# Directive
Render each line of the data below as a row of a Markdown table with the columns Number and Data line, numbering the rows in order and leaving out blank lines.

Coordinate annotation data
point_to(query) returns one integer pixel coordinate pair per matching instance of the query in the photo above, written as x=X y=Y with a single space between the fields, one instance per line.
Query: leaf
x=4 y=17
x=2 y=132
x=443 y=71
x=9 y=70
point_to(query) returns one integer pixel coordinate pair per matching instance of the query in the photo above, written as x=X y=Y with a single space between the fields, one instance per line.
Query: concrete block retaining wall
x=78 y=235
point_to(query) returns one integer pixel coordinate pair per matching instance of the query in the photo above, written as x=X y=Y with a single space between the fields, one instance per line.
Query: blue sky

# Response
| Number | Data line |
|---|---|
| 1 | point_to(query) returns one integer pixel coordinate pair per matching instance of the query in the photo above, written as x=X y=Y with a single space between the fields, one instance per line. |
| 2 | Query: leaf |
| 3 | x=4 y=17 |
| 4 | x=2 y=132 |
| 5 | x=443 y=71 |
| 6 | x=9 y=70 |
| 7 | point_to(query) returns one integer pixel coordinate pair per matching instance of the query in the photo above, written as x=X y=Y with a single space between the fields, one instance per line. |
| 8 | Query: concrete block retaining wall |
| 9 | x=78 y=235 |
| 10 | point_to(query) returns one integer pixel coordinate pair per matching instance of the query in the photo above, written as x=X y=Y with a single space between the fields, one instance per line. |
| 11 | Query: blue sky |